┌─ Text provided
Shares soar at PSX as benchmark KSE-100 rises 6pc on SBP rate cut, IMF aid

Published April 17, 2020
The market opened at 10:15am, with the benchmark index shooting almost a 1,000 points up immediately. — AFP/File
The market opened at 10:15am, with the benchmark index shooting almost a 1,000 points up immediately. — AFP/File

Trading was halted at the Pakistan Stock Exchange (PSX) on Friday after the benchmark KSE-100 index soared almost 1,500 points — a rise of 5 per cent — a day after the State Bank of Pakistan (SBP) slashed the country's policy rate by 200 points in a surprise move.

The market opened at 10:15am, with the benchmark index almost 1,000 points in the green. By 10:50am, when trading was halted after activation of the circuit breaker, the index was trading at 32,888 – a rise of 1,559 points or 5pc.

After trading resumed at 11:55am, the market continued to increase its gains for another 20 minutes, peaking for the day at 33,257 points (up 6.15pc or 1,928 points) around 12:15pm, after which it shed some 430 points to close at 32,827 – up 4.8pc or 1,498 points.

A screenshot of the trajectory KSE-100 index took today. – Courtesy PSX data portal
A screenshot of the trajectory KSE-100 index took today. – Courtesy PSX data portal

Muhammad Faizan Munshy, Head of Foreign Sales at Next Capital Limited, said domestic equities inched up the highest since 2009 after the central bank cut its key policy rate.
└─
Answer these questions from the article:
(a) At what time did the market open?
(b) At what level did the KSE-100 index close?
(c) What position does Muhammad Faizan Munshy hold, and at which company?
These rows have no connection to the article above.
┌─ Data shown
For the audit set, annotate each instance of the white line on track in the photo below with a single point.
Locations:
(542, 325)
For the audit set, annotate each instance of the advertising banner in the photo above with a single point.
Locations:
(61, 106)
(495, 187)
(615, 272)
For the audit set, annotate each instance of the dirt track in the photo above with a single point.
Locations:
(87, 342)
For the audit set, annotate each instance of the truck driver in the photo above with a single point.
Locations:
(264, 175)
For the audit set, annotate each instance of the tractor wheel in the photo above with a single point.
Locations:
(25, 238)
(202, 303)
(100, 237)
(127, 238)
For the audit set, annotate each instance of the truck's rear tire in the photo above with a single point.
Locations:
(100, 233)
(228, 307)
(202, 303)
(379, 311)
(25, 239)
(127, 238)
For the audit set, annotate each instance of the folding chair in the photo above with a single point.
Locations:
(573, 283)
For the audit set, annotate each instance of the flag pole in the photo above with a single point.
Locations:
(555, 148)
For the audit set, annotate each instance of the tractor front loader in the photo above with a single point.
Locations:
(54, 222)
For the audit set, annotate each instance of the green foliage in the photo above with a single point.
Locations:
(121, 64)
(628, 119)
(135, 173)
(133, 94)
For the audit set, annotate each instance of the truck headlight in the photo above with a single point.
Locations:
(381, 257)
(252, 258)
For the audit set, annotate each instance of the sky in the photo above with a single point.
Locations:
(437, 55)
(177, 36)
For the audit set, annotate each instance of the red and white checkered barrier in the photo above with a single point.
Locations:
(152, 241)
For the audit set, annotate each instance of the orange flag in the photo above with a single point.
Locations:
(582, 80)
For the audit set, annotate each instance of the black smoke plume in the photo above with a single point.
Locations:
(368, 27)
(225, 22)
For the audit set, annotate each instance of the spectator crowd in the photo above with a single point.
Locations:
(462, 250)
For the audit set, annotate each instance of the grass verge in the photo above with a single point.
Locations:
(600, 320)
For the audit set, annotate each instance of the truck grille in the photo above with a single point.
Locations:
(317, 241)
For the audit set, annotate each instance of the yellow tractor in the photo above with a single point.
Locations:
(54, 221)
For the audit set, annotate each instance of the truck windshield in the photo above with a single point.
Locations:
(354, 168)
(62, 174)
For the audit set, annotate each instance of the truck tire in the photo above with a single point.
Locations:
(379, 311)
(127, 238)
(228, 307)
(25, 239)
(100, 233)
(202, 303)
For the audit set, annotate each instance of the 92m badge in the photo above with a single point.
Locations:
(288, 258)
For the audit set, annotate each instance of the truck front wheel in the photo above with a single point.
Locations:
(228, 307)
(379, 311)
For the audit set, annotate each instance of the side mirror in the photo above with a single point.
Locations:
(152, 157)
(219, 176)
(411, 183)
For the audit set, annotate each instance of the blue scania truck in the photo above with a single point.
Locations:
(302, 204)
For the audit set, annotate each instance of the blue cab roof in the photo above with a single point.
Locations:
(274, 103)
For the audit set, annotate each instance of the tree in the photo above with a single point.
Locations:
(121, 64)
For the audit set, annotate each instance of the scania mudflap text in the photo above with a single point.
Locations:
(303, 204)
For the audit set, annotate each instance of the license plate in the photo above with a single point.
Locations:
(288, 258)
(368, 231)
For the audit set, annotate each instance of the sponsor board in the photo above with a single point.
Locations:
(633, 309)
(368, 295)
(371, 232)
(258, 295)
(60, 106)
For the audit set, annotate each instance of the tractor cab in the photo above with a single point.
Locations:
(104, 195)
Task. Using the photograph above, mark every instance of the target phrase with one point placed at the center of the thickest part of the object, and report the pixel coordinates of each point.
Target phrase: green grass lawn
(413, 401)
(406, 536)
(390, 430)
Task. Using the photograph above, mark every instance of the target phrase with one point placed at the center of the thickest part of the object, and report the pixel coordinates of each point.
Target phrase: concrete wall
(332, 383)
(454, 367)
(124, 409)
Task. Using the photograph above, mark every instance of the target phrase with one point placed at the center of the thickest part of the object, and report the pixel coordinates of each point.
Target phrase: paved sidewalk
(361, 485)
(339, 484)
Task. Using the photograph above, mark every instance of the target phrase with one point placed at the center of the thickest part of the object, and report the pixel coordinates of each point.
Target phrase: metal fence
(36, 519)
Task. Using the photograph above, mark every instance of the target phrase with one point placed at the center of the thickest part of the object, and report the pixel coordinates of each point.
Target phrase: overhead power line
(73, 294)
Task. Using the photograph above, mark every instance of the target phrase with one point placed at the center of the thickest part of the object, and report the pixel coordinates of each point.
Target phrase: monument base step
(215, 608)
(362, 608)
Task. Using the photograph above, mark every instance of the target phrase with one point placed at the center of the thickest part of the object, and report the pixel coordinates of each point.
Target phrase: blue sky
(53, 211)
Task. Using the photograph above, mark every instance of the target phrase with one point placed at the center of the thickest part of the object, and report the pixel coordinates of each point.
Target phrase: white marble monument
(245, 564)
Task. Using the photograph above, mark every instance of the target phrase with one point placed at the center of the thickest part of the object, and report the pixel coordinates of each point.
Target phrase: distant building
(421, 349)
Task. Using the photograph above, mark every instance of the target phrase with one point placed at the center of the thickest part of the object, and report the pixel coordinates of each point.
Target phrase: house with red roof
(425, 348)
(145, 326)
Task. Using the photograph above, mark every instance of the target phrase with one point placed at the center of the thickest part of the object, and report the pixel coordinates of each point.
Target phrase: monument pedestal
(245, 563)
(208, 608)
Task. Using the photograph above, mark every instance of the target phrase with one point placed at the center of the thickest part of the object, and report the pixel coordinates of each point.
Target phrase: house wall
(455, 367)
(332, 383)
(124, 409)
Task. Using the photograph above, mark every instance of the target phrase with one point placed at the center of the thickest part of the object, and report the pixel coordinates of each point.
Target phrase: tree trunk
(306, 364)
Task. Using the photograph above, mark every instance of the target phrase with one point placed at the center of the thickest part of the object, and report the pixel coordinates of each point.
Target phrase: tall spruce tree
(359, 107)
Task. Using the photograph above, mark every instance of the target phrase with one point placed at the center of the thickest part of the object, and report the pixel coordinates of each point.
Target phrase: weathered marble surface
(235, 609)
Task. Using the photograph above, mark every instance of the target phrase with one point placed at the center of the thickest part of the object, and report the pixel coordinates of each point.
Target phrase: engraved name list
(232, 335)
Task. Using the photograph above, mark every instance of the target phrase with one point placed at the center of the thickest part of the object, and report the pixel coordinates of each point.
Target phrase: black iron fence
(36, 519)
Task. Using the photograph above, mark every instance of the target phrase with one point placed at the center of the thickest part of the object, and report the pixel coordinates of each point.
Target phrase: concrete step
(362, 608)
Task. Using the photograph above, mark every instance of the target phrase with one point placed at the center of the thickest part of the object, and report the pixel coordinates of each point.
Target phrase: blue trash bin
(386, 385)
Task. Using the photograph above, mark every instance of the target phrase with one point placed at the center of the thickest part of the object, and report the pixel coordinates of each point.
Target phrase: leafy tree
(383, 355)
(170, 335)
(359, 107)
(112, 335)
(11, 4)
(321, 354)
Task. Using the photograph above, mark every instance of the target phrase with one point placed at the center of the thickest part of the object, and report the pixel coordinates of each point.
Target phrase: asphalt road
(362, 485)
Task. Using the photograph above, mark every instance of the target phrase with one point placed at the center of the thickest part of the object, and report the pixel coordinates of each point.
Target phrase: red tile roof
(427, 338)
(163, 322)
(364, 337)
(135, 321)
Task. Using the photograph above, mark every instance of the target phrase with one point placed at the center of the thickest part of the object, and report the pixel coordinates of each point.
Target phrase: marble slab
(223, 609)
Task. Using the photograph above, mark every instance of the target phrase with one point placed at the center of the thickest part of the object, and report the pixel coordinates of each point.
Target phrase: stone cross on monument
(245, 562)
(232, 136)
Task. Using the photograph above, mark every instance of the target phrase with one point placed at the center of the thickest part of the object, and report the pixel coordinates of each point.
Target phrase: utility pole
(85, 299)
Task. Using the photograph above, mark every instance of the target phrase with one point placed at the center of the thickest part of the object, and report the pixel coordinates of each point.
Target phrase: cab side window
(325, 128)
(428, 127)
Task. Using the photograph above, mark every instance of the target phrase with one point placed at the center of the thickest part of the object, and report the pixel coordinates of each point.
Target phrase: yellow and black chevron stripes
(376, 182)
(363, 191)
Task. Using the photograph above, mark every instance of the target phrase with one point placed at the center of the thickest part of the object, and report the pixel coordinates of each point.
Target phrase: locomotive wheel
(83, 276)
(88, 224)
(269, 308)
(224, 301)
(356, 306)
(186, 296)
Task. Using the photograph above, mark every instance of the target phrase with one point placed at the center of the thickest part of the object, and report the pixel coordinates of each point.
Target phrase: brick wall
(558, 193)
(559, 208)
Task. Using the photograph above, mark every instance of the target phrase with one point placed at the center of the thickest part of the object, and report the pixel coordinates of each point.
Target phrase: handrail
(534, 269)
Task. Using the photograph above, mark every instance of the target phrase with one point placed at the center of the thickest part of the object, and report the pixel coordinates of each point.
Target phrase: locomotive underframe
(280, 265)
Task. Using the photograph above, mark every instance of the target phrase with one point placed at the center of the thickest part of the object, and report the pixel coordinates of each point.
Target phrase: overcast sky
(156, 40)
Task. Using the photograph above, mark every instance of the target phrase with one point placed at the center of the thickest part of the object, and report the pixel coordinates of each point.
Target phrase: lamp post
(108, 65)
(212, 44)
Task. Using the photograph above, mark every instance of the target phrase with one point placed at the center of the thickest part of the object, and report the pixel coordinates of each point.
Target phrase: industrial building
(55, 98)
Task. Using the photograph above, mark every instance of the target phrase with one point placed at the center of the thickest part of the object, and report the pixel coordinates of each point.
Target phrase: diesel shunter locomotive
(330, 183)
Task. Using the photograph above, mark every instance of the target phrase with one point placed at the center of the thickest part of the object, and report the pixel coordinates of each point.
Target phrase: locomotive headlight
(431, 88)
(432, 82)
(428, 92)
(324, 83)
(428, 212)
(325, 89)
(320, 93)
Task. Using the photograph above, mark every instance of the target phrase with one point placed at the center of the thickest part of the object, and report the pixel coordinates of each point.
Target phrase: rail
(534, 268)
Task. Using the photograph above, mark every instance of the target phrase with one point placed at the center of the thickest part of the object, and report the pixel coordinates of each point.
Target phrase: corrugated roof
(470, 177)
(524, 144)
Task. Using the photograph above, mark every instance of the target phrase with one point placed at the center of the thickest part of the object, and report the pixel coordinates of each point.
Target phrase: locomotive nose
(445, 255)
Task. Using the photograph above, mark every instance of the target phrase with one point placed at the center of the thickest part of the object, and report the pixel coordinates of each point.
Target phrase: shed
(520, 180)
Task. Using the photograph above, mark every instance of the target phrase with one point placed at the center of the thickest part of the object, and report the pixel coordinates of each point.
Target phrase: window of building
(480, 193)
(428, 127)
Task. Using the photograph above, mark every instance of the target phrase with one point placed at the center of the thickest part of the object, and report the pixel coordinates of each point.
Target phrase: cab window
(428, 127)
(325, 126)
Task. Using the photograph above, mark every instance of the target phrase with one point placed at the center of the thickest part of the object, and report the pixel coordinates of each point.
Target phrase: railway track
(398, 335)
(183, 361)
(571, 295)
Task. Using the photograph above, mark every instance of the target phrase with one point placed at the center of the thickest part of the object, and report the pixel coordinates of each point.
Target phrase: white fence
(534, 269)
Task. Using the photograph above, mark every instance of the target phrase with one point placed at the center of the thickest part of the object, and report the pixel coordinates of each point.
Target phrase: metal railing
└─
### Task output
(a) 10:15am
(b) 32,827
(c) Head of Foreign Sales at Next Capital Limited